Saved data entries:
————

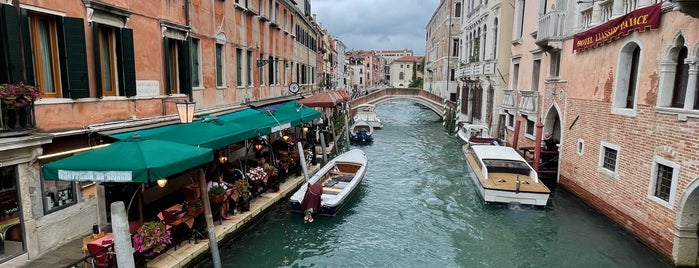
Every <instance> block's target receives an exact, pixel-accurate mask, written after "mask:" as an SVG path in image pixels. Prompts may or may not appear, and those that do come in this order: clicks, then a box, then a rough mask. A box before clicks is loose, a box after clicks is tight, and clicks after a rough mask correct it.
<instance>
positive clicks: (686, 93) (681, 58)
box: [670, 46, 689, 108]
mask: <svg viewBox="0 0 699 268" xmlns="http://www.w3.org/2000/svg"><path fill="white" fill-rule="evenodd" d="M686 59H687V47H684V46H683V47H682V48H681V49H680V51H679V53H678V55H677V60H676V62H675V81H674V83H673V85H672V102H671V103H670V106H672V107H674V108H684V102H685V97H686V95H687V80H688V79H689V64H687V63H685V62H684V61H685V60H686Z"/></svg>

————

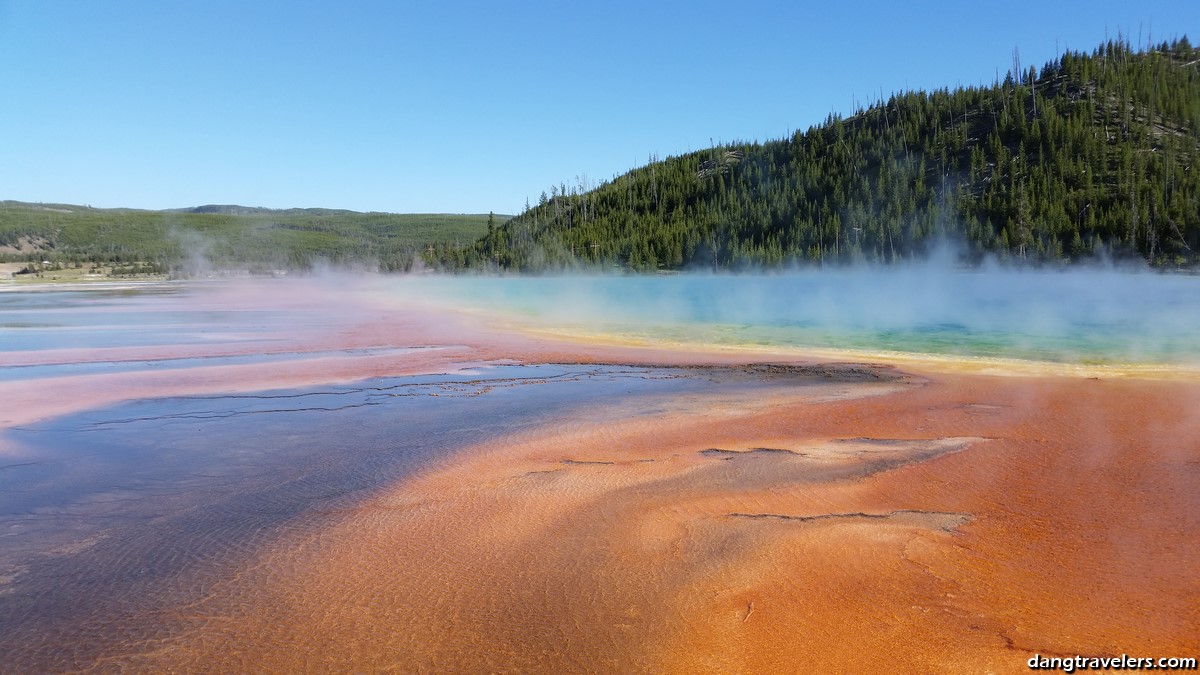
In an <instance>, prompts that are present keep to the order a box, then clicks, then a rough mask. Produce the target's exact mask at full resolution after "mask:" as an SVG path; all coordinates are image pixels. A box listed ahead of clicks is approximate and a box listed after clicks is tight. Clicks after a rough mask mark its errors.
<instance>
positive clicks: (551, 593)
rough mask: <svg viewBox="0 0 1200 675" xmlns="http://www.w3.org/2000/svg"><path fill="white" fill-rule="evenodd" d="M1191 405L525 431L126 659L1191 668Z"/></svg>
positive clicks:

————

ABOUT THIS EXERCISE: From the line that has "Every <instance> block's" through the line that has "positive clicks: (686, 93) (681, 58)", copy every line exactly as it appears above, and leave out all others.

ANSWER TO THE PROBLEM:
Every <instance> block's target receives an exact, pixel-accurate mask, written after "mask:" as an SVG path in image pixels. Prompts may or may not appear, and those that do come in this order: clicks, then a box, then a rough mask. A box before clicks is loose, a box after clicks is tight, and clicks after a rough mask correct it.
<instance>
positive clicks: (686, 93) (681, 58)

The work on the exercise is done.